■ À faire ■
[A] Recopiez le passage de l'extrait sur les crédits de l'État qui commence par "Pour 2022, une" et se poursuit jusqu'à "augmentent de 17 %.".
[B] Dans l'extrait sur les crédits de l'État, quel montant en crédits de paiement est prévu pour la nouvelle action 25 ?
[C] Poursuivez l'extrait sur les crédits de l'État à partir de sa dernière phrase.

■ Extrait fourni ■
********

Le dispositif montre des résultats positifs : 54 % des personnes accompagnées ont trouvé un emploi dans les 6 mois. D'après la DGCS, la totalité des crédits budgétés en 2021 pour l'emploi accompagné a été versée aux fonds d'intervention régionaux des agences régionales de santé (ARS).

Malgré la hausse des crédits, le nombre de personnes accompagnées reste toutefois en-deçà des attentes et, selon les associations, le dispositif peine encore à se mettre en place sur le terrain. Afin d'atteindre l'objectif de 10 000 personnes accompagnées en 2022, le dispositif évolue pour fonctionner sous forme de plateformes départementales de services intégrés mutualisant les moyens et savoir-faire des acteurs du secteur médico-social et de l'emploi sur un même territoire.

IV. ÉGALITÉ FEMMES-HOMMES : UNE HAUSSE SOUTENUE DES CRÉDITS

A. L'ACCENT MIS SUR LA LUTTE CONTRE LES VIOLENCES

L'égalité entre les femmes et les hommes a été érigée au rang de grande cause nationale du quinquennat. Bien que le programme 137 n'ait pas vocation à rassembler la totalité des mesures prises par l'État en la matière, la réalité des chiffres est longtemps restée éloignée des ambitions affichées par le Gouvernement.

En 2021, les crédits dédiés à la lutte contre les violences sexistes et sexuelles avaient été renforcés pour atteindre 22 millions d'euros. Au total, les crédits de paiement du programme avaient augmenté de 37 % (de 30 millions d'euros en LFI pour 2020 à 41,5 millions d'euros pour 2021).

Pour 2022, une nouvelle action 25, intitulée « Prévention et lutte contre les violences et la prostitution », est créée pour donner plus de visibilité à cette politique.

Cette action est dotée de 28 millions d'euros en crédits de paiement (+ 27,5 %). Pour leur part, les crédits dédiés à l'accès au droit et à l'égalité professionnelle augmentent de 17 %.

Les crédits de paiement du programme s'élèveraient au total à 51 millions d'euros, en hausse de 22 % .

********

■ Données fournies ■
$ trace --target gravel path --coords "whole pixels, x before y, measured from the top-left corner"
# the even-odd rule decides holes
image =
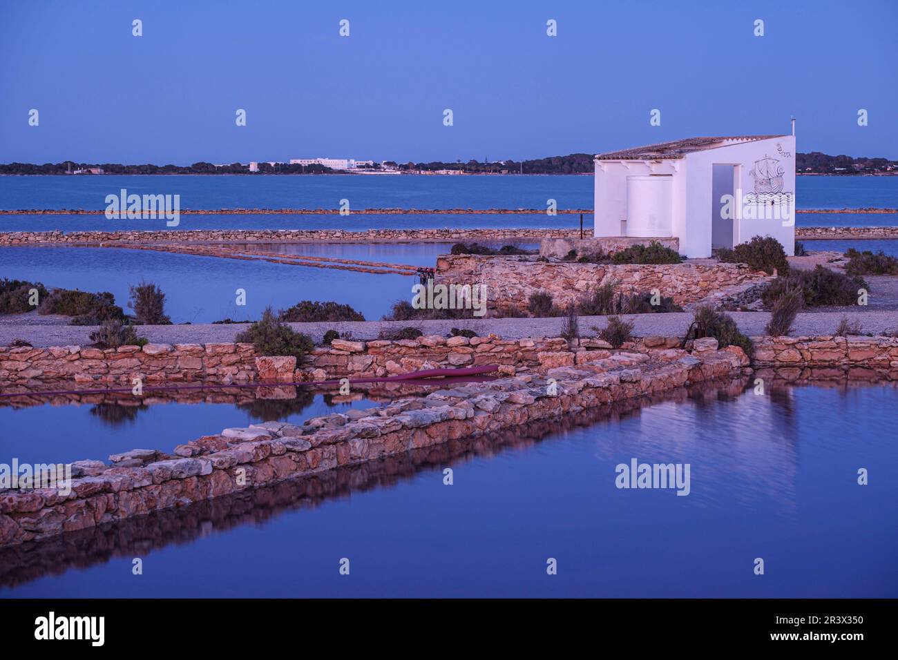
[[[763,312],[730,312],[740,330],[748,335],[762,335],[770,314]],[[832,334],[842,315],[858,319],[865,332],[882,332],[898,329],[898,311],[867,309],[858,312],[839,310],[835,312],[814,312],[798,314],[793,335]],[[28,316],[31,316],[30,314]],[[37,318],[37,317],[35,317]],[[640,337],[664,335],[680,336],[692,321],[688,312],[668,314],[636,314],[627,316],[635,321],[634,334]],[[18,321],[18,322],[14,322]],[[34,346],[68,346],[89,344],[88,335],[94,330],[88,326],[48,325],[43,323],[22,323],[22,317],[0,317],[0,346],[8,345],[13,339],[23,339]],[[489,332],[507,339],[522,337],[555,337],[561,330],[561,319],[484,319],[464,321],[352,321],[343,323],[291,323],[294,329],[305,332],[315,341],[321,341],[324,332],[331,328],[341,332],[352,333],[357,339],[376,339],[382,329],[414,326],[425,334],[445,335],[451,328],[469,328],[480,335]],[[592,326],[604,325],[604,317],[580,317],[580,332],[592,334]],[[150,341],[163,344],[206,344],[210,342],[233,341],[234,335],[243,330],[245,324],[233,325],[154,325],[139,326],[137,332]]]

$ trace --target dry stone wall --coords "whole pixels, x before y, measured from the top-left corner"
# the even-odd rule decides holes
[[[546,291],[556,304],[566,306],[585,297],[596,286],[617,282],[626,294],[658,289],[677,304],[698,303],[716,295],[767,282],[771,277],[744,264],[592,264],[540,261],[532,257],[441,255],[435,284],[487,286],[488,309],[527,308],[532,294]]]
[[[618,353],[603,364],[471,383],[302,426],[266,422],[226,428],[178,445],[171,454],[135,449],[110,456],[110,465],[76,462],[71,492],[0,491],[0,545],[40,541],[741,372],[744,356],[702,348],[693,355],[670,349],[654,357]]]

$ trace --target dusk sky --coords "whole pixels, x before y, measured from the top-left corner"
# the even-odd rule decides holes
[[[2,0],[0,162],[520,160],[791,115],[799,151],[898,159],[896,24],[891,0]]]

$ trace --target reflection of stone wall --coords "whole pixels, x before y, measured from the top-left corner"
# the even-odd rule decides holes
[[[357,465],[248,488],[180,508],[154,511],[96,527],[54,536],[40,543],[0,548],[0,586],[13,587],[40,577],[61,575],[116,558],[145,555],[151,550],[246,524],[260,524],[284,513],[313,508],[354,491],[389,488],[427,470],[442,470],[470,457],[492,456],[502,451],[524,449],[552,442],[559,433],[616,420],[639,408],[662,401],[684,403],[690,398],[714,400],[738,396],[745,378],[697,383],[645,397],[637,397],[570,412],[553,419],[526,424],[476,437],[450,440]]]
[[[4,385],[66,379],[130,385],[138,376],[147,383],[205,380],[227,384],[253,380],[256,371],[251,344],[146,344],[105,350],[86,346],[0,347]]]
[[[532,294],[547,291],[556,304],[567,305],[610,281],[625,294],[658,289],[678,304],[771,279],[744,264],[592,264],[538,261],[533,257],[441,255],[436,284],[485,284],[489,309],[526,309]]]
[[[0,245],[158,242],[395,242],[501,241],[579,236],[578,229],[186,229],[120,232],[0,232]]]
[[[757,367],[776,369],[779,377],[831,378],[848,370],[850,377],[873,375],[898,380],[895,337],[754,337]],[[807,369],[812,369],[807,372]]]
[[[334,414],[303,426],[266,422],[227,428],[174,448],[132,450],[113,464],[73,463],[72,492],[0,491],[0,545],[75,532],[160,509],[249,490],[287,479],[361,464],[460,438],[550,419],[585,408],[674,390],[741,373],[738,349],[621,352],[577,369],[550,369],[439,390],[370,410]],[[550,378],[551,380],[550,380]]]

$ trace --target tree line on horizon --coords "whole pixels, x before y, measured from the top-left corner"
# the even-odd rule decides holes
[[[470,160],[467,163],[396,163],[384,161],[383,165],[406,172],[433,172],[440,170],[461,171],[469,174],[589,174],[594,171],[592,154],[568,154],[524,161],[496,161],[482,163]],[[380,169],[375,164],[375,169]],[[194,163],[191,165],[123,165],[117,163],[0,163],[0,174],[66,174],[75,170],[101,168],[104,174],[346,174],[345,170],[331,170],[319,164],[299,165],[288,163],[259,163],[259,172],[251,172],[248,164],[232,163],[216,165],[211,163]],[[854,158],[848,155],[832,156],[818,151],[796,154],[796,170],[802,174],[875,174],[898,173],[898,161],[887,158]]]

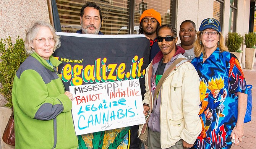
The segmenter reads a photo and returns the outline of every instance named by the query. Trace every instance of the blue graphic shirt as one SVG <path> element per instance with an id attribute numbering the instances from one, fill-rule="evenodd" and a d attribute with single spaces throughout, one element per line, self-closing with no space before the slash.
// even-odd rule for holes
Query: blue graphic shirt
<path id="1" fill-rule="evenodd" d="M 203 63 L 203 53 L 191 63 L 206 86 L 205 97 L 209 110 L 201 113 L 202 132 L 193 147 L 198 149 L 230 148 L 230 134 L 237 121 L 237 92 L 247 94 L 245 77 L 237 57 L 217 48 Z M 203 88 L 203 87 L 202 87 Z M 208 112 L 208 113 L 207 113 Z M 212 115 L 208 115 L 211 112 Z"/>

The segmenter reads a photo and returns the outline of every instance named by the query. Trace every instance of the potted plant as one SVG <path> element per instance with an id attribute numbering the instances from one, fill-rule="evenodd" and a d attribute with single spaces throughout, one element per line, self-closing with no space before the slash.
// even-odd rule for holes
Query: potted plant
<path id="1" fill-rule="evenodd" d="M 243 40 L 243 37 L 237 32 L 229 32 L 226 41 L 226 45 L 229 52 L 235 55 L 241 63 L 242 52 L 241 46 Z"/>
<path id="2" fill-rule="evenodd" d="M 0 40 L 0 87 L 1 97 L 6 99 L 5 105 L 8 108 L 13 107 L 11 90 L 14 77 L 20 65 L 28 57 L 24 49 L 24 41 L 18 37 L 16 42 L 13 44 L 10 37 Z M 3 103 L 0 103 L 0 105 Z M 2 136 L 11 112 L 11 109 L 0 106 L 0 136 L 2 149 L 14 149 L 15 147 L 5 144 Z M 0 147 L 1 148 L 1 147 Z"/>
<path id="3" fill-rule="evenodd" d="M 254 65 L 255 57 L 255 44 L 256 34 L 249 32 L 245 34 L 245 69 L 251 70 Z"/>

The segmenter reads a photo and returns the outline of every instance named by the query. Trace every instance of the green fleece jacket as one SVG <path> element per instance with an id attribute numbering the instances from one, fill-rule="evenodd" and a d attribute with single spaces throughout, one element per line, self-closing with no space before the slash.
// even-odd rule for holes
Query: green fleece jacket
<path id="1" fill-rule="evenodd" d="M 72 103 L 56 67 L 33 53 L 21 65 L 12 93 L 16 149 L 77 149 Z"/>

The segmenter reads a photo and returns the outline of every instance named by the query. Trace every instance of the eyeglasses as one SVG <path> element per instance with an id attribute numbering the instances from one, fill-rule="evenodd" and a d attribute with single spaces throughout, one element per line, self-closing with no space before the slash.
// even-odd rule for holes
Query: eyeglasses
<path id="1" fill-rule="evenodd" d="M 212 36 L 217 36 L 219 34 L 219 32 L 201 32 L 201 34 L 204 36 L 206 36 L 209 35 L 209 34 L 211 34 L 211 35 Z"/>
<path id="2" fill-rule="evenodd" d="M 39 39 L 36 39 L 38 41 L 38 42 L 40 43 L 44 43 L 44 42 L 45 42 L 45 40 L 46 40 L 46 39 L 47 39 L 48 40 L 49 42 L 51 42 L 51 43 L 55 42 L 55 41 L 56 41 L 56 38 L 52 37 L 49 37 L 47 39 L 46 39 L 45 38 L 41 38 Z"/>
<path id="3" fill-rule="evenodd" d="M 176 36 L 166 36 L 165 37 L 156 37 L 156 41 L 157 42 L 162 42 L 164 39 L 165 41 L 172 41 L 174 39 L 176 38 Z"/>

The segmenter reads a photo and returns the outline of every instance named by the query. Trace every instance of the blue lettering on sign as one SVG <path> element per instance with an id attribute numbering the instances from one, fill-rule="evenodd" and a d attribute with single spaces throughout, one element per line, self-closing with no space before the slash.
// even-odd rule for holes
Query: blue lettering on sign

********

■ Réponses attendues ■
[A]
Pour 2022, une nouvelle action 25, intitulée « Prévention et lutte contre les violences et la prostitution », est créée pour donner plus de visibilité à cette politique.

Cette action est dotée de 28 millions d'euros en crédits de paiement (+ 27,5 %). Pour leur part, les crédits dédiés à l'accès au droit et à l'égalité professionnelle augmentent de 17 %.

[B] 28 millions d'euros.

[C]
B. UNE VOLONTÉ RENOUVELÉE DE LUTTER CONTRE LA PROSTITUTION

Au sein de la nouvelle action 25, 1,2 million d'euros supplémentaires seront attribués en 2022 à la lutte contre la prostitution :

- les crédits dédiés à l'accompagnement des personnes en parcours de sortie de la prostitution augmenteront de 2,1 millions d'euros en 2021 à 3 millions d'euros en 2022 afin de permettre aux associations agréées d'accompagner plus de personnes prostituées et de renforcer cet accompagnement ;

- l'enveloppe dédiée à l'aide financière à l'insertion sociale et professionnelle des personnes engagées dans un parcours de sortie de la prostitution (AFIS) , qui avait diminué de 2 millions d'euros en 2019 à 1,2 million en 2020 et 2021, augmente pour la première fois depuis sa création à 1,5 million d'euros . Cette aide d'un montant de 330 euros par mois pour une personne seule est destinée à des personnes qui ne peuvent bénéficier d'aucun minimum social, notamment lorsqu'elles ont été déboutées d'une demande d'asile.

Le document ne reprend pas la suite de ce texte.